Entries from an annotation dataset
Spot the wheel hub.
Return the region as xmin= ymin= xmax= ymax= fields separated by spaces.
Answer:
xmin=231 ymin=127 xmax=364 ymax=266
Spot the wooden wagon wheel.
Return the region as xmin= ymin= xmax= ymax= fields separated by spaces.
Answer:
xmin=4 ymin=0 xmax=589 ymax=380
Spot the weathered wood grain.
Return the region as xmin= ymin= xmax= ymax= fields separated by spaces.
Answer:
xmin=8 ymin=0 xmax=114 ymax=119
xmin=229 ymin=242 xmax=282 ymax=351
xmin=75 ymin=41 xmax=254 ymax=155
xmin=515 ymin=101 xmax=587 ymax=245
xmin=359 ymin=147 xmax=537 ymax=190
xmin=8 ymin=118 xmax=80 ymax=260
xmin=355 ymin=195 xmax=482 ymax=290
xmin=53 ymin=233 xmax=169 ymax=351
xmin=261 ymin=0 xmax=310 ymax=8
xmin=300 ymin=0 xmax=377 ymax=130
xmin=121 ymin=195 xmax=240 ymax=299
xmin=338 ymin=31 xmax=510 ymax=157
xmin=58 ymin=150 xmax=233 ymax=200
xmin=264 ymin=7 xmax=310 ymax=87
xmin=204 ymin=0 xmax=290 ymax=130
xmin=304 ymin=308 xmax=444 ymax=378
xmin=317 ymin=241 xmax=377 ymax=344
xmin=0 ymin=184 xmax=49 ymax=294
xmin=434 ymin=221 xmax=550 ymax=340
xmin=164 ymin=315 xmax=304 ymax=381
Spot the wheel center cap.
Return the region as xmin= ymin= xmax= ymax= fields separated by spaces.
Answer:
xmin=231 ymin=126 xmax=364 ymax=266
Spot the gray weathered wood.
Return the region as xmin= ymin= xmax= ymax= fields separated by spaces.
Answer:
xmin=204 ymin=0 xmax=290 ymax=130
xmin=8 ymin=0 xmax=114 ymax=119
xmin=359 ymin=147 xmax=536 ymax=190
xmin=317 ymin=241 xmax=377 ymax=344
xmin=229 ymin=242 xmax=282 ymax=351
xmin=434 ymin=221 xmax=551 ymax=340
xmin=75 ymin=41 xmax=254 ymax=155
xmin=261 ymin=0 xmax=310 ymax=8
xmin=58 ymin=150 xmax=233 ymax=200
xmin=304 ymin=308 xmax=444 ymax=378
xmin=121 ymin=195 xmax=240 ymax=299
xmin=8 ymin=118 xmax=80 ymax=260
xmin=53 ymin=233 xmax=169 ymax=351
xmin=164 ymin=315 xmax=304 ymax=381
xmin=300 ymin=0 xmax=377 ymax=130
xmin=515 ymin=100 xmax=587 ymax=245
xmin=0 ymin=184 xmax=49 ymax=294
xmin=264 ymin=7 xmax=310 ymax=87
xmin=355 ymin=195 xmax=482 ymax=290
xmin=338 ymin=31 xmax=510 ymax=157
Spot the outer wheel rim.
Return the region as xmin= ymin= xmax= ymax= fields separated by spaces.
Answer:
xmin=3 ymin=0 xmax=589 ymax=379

> [EXERCISE REQUIREMENTS]: Render every line of the records above as a Markdown table with two columns, Row and Line. Put a running row number under Row and the line under Line, leaving out blank lines.

> [COMPLETED TASK]:
| Row | Line |
|---|---|
| 1 | Spot the wheel hub. |
| 2 | Return the region as xmin= ymin= xmax= ymax= fields separated by spaces. |
| 3 | Answer: |
| 4 | xmin=231 ymin=127 xmax=364 ymax=266 |
| 5 | Spot the wooden wagon wheel. |
| 6 | Return the region as xmin= ymin= xmax= ymax= fields separated by spaces. |
| 7 | Answer: |
| 8 | xmin=4 ymin=0 xmax=589 ymax=380 |
| 9 | Spot the weathered wood grain. |
| 10 | Return the region as xmin= ymin= xmax= ymax= fields separated by spaces. |
| 11 | Answer: |
| 12 | xmin=8 ymin=0 xmax=114 ymax=119 |
| 13 | xmin=229 ymin=242 xmax=282 ymax=351 |
| 14 | xmin=75 ymin=41 xmax=254 ymax=155 |
| 15 | xmin=515 ymin=101 xmax=587 ymax=245 |
| 16 | xmin=359 ymin=147 xmax=537 ymax=190 |
| 17 | xmin=8 ymin=118 xmax=80 ymax=260 |
| 18 | xmin=355 ymin=195 xmax=482 ymax=290 |
| 19 | xmin=53 ymin=233 xmax=169 ymax=351 |
| 20 | xmin=261 ymin=0 xmax=310 ymax=8 |
| 21 | xmin=300 ymin=0 xmax=377 ymax=130 |
| 22 | xmin=121 ymin=195 xmax=240 ymax=299 |
| 23 | xmin=338 ymin=31 xmax=510 ymax=157 |
| 24 | xmin=58 ymin=150 xmax=233 ymax=200 |
| 25 | xmin=264 ymin=7 xmax=310 ymax=87 |
| 26 | xmin=204 ymin=0 xmax=290 ymax=130 |
| 27 | xmin=304 ymin=308 xmax=444 ymax=378 |
| 28 | xmin=317 ymin=241 xmax=377 ymax=344 |
| 29 | xmin=0 ymin=184 xmax=49 ymax=294 |
| 30 | xmin=434 ymin=221 xmax=550 ymax=340 |
| 31 | xmin=164 ymin=315 xmax=304 ymax=381 |
| 32 | Spot the wheel center cap. |
| 33 | Return the region as xmin= ymin= xmax= ymax= fields separated by spaces. |
| 34 | Answer: |
| 35 | xmin=231 ymin=126 xmax=364 ymax=266 |
| 36 | Spot the gray weathered wood. |
| 37 | Return the region as xmin= ymin= xmax= ymax= fields separated by spaces. |
| 38 | Answer: |
| 39 | xmin=204 ymin=0 xmax=290 ymax=130 |
| 40 | xmin=8 ymin=0 xmax=114 ymax=119 |
| 41 | xmin=359 ymin=147 xmax=536 ymax=190 |
| 42 | xmin=317 ymin=241 xmax=377 ymax=344 |
| 43 | xmin=229 ymin=242 xmax=282 ymax=351 |
| 44 | xmin=434 ymin=221 xmax=551 ymax=340 |
| 45 | xmin=75 ymin=41 xmax=254 ymax=155 |
| 46 | xmin=261 ymin=0 xmax=310 ymax=8 |
| 47 | xmin=58 ymin=150 xmax=233 ymax=200 |
| 48 | xmin=304 ymin=308 xmax=444 ymax=378 |
| 49 | xmin=121 ymin=195 xmax=240 ymax=299 |
| 50 | xmin=8 ymin=118 xmax=80 ymax=260 |
| 51 | xmin=53 ymin=233 xmax=169 ymax=351 |
| 52 | xmin=164 ymin=315 xmax=304 ymax=381 |
| 53 | xmin=300 ymin=0 xmax=377 ymax=130 |
| 54 | xmin=515 ymin=100 xmax=587 ymax=245 |
| 55 | xmin=0 ymin=184 xmax=49 ymax=294 |
| 56 | xmin=264 ymin=7 xmax=310 ymax=87 |
| 57 | xmin=355 ymin=195 xmax=482 ymax=290 |
| 58 | xmin=338 ymin=31 xmax=510 ymax=157 |
| 59 | Spot the outer wheel rim. |
| 60 | Return the region as xmin= ymin= xmax= ymax= fields separated by spaces. |
| 61 | Answer: |
| 62 | xmin=3 ymin=0 xmax=589 ymax=379 |